[Opening Dataset section]

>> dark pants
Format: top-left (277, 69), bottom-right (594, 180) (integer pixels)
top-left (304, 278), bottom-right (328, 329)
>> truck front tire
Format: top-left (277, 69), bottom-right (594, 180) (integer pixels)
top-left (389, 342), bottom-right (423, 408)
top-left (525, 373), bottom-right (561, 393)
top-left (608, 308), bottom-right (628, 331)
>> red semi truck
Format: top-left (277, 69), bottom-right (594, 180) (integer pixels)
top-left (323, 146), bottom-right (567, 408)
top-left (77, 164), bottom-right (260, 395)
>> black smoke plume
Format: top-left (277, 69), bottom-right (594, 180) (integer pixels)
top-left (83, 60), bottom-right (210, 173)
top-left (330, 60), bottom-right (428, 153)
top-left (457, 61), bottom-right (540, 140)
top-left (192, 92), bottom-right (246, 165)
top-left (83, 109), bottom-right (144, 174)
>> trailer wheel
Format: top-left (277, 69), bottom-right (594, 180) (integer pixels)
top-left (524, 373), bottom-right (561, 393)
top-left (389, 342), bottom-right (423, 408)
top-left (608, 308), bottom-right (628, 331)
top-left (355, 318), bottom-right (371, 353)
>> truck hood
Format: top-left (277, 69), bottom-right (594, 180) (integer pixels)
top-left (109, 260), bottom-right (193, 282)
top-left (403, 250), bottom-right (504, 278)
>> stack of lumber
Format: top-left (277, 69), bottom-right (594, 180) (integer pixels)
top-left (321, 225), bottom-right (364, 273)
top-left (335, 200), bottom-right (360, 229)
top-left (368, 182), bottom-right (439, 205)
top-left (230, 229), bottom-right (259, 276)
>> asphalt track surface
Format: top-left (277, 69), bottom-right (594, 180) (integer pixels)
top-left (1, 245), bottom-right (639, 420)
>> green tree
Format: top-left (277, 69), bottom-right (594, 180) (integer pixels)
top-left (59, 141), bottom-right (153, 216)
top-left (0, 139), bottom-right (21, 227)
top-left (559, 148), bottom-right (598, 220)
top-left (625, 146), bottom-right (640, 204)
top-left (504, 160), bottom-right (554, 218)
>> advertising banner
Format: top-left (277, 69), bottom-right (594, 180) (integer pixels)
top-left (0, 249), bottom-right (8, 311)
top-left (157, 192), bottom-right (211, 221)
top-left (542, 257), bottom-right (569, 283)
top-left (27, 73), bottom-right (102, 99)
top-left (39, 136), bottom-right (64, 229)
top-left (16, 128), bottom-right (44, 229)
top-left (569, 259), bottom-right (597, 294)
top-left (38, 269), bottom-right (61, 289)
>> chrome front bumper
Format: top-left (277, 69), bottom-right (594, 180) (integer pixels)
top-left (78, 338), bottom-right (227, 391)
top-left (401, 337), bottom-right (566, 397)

[Closing Dataset section]
[Opening Dataset section]

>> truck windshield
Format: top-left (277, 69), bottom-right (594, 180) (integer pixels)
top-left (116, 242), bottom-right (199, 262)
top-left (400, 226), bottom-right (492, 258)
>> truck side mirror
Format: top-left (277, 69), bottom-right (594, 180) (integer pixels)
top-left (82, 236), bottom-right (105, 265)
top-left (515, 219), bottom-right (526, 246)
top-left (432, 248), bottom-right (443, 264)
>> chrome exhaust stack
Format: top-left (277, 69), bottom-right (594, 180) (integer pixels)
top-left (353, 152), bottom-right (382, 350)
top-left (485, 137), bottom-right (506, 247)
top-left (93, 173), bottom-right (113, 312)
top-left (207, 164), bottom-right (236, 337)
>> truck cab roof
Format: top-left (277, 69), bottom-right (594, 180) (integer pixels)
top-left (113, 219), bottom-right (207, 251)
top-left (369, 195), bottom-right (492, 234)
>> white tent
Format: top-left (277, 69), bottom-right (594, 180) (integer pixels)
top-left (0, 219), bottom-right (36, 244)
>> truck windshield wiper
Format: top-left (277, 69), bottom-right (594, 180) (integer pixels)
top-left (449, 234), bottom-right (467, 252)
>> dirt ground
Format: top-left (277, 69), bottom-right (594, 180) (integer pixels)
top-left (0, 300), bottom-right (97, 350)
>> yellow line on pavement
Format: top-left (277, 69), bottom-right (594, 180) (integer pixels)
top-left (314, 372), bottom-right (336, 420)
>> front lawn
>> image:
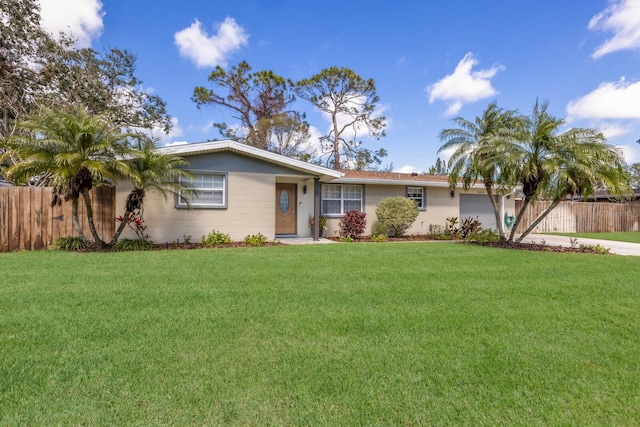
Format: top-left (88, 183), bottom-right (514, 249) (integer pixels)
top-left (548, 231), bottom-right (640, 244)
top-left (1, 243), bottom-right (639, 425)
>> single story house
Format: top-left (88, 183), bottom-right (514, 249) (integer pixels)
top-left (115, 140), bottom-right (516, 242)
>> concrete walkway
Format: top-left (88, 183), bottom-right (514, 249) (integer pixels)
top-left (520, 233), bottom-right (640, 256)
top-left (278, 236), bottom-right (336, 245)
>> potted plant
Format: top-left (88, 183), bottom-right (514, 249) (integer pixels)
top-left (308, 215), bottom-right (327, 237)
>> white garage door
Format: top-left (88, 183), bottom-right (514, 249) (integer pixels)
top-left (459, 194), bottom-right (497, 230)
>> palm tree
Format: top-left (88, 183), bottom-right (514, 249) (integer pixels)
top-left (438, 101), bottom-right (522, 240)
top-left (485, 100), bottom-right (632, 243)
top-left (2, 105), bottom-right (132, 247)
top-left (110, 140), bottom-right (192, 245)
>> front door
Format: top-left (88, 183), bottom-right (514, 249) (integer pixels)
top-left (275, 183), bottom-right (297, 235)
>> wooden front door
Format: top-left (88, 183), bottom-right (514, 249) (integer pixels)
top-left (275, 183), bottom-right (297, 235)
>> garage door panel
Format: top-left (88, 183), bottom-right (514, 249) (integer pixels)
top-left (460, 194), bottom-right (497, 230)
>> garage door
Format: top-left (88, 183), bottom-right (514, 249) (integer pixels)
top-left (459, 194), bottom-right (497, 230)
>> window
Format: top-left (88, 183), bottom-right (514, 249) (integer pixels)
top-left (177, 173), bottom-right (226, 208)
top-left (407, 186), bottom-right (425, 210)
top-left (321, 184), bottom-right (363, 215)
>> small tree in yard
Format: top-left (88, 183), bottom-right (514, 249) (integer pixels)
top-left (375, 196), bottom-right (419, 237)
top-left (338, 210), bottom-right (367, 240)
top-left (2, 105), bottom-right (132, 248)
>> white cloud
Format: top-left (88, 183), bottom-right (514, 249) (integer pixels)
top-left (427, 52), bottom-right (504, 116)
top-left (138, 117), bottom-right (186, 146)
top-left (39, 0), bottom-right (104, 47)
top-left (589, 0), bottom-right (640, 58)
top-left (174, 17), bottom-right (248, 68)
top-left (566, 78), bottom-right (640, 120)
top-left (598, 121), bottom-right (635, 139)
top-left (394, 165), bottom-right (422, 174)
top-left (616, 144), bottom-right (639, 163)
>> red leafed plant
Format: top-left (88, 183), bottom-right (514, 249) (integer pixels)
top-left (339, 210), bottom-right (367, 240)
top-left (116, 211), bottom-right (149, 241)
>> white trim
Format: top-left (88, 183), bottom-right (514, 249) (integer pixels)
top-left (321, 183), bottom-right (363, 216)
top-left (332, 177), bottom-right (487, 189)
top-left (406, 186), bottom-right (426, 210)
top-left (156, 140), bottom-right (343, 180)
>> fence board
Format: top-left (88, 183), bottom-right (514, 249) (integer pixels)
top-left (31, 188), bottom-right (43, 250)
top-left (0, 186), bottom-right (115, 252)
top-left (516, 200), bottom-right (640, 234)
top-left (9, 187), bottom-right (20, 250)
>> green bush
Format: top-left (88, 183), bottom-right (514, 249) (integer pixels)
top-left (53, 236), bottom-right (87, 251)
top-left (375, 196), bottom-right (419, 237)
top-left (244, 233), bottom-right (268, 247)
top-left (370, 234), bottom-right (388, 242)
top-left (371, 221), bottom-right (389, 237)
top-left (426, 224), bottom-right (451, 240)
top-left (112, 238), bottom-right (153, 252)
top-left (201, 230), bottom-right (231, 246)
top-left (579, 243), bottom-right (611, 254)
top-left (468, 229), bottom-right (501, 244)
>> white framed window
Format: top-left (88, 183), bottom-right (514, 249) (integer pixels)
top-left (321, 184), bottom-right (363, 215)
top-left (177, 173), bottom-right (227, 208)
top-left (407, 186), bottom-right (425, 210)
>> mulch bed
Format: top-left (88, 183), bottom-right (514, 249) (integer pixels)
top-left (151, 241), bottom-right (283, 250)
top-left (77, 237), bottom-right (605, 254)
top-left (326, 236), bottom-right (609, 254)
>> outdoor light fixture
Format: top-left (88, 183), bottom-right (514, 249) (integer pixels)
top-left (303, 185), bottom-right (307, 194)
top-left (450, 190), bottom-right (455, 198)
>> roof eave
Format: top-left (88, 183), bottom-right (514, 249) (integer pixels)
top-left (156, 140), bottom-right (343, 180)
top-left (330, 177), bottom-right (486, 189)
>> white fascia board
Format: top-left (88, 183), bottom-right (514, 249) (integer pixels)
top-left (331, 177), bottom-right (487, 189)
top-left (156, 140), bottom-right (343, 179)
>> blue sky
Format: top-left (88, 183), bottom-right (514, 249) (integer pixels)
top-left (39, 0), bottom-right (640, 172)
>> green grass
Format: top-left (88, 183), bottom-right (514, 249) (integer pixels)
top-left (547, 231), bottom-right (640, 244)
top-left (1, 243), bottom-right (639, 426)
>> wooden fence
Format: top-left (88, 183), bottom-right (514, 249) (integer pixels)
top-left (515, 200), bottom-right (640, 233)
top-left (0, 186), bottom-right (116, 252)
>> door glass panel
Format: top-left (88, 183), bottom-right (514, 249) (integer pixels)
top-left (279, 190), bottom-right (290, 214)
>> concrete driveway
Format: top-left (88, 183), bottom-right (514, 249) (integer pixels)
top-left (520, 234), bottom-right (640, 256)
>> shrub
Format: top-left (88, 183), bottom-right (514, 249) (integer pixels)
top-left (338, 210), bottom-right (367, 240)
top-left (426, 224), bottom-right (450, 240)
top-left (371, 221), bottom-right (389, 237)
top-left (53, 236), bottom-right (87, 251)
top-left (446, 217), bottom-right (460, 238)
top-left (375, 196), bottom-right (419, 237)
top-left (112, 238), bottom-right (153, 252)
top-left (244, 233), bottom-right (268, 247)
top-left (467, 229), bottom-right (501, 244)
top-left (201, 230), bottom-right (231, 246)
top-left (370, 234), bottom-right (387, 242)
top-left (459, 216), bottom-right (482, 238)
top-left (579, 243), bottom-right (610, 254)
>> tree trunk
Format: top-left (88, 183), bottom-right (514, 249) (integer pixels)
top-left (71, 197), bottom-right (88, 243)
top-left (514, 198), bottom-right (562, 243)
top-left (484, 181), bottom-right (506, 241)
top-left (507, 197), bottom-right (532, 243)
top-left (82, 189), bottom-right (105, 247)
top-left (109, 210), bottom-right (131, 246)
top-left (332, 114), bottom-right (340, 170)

[Closing Dataset section]
[Opening Dataset section]

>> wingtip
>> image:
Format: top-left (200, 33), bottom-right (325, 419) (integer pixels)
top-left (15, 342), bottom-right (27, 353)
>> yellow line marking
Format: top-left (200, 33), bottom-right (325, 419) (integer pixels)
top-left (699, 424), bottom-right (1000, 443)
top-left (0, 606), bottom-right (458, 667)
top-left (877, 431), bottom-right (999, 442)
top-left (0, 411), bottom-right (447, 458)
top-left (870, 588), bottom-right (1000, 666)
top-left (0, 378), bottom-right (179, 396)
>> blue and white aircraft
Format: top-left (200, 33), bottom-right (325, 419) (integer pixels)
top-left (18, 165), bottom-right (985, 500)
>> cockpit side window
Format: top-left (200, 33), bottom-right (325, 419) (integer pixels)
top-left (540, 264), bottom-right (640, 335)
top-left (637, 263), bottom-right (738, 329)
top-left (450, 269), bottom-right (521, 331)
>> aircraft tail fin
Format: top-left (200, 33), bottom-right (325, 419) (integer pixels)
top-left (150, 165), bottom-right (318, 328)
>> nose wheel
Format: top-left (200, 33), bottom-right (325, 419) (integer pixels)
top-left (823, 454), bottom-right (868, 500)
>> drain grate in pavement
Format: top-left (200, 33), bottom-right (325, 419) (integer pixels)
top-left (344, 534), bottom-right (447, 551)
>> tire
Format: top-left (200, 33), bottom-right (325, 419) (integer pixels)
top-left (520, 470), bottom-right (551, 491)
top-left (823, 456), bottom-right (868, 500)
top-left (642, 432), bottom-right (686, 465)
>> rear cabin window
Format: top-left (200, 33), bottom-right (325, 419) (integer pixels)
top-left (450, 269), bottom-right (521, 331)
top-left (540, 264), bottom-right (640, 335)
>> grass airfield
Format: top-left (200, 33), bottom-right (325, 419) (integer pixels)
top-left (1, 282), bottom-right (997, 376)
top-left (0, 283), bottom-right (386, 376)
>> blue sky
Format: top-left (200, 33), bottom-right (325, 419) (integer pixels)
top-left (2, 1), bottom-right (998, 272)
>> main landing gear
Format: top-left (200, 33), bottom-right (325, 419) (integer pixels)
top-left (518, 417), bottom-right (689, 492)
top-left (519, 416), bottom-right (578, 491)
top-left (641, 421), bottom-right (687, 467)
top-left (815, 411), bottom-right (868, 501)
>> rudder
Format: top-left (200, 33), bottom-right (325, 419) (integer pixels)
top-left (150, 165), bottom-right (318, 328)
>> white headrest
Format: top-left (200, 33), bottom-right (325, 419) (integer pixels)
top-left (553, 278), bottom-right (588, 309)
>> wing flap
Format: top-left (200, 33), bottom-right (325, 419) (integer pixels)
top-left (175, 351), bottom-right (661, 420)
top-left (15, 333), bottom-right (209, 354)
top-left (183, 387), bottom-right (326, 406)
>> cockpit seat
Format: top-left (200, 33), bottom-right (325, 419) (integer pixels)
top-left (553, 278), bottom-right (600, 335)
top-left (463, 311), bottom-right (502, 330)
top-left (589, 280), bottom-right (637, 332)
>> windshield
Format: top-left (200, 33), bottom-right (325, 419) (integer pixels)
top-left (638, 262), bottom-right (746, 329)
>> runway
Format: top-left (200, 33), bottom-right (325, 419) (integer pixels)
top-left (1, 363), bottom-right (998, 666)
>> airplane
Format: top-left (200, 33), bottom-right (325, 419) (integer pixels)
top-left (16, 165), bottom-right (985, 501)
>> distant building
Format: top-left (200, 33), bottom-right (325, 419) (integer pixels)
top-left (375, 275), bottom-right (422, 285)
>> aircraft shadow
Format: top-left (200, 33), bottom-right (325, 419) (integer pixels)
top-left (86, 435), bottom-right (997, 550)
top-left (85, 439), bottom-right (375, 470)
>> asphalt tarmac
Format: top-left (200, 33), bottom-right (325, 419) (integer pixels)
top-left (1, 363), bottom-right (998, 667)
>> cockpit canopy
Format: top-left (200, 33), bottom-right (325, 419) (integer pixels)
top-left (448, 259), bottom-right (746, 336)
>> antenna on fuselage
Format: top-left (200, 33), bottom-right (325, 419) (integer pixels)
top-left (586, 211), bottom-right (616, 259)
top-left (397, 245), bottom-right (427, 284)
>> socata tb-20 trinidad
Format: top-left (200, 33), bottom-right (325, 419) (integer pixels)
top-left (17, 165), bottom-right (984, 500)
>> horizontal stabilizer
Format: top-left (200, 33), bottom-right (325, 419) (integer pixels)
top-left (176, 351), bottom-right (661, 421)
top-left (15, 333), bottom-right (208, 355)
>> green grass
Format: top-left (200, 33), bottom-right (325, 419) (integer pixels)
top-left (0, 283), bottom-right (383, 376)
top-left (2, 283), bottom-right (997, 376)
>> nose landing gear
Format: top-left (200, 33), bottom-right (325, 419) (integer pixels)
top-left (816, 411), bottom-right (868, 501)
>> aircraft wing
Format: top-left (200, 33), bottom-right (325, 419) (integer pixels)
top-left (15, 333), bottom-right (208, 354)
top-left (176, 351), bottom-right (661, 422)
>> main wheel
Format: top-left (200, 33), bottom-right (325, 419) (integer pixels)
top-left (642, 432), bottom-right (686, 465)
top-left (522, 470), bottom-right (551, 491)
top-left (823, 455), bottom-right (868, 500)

[Closing Dataset section]

Look through the listing above and copy each line where the string "concrete" occurs.

>> concrete walkway
>> concrete driveway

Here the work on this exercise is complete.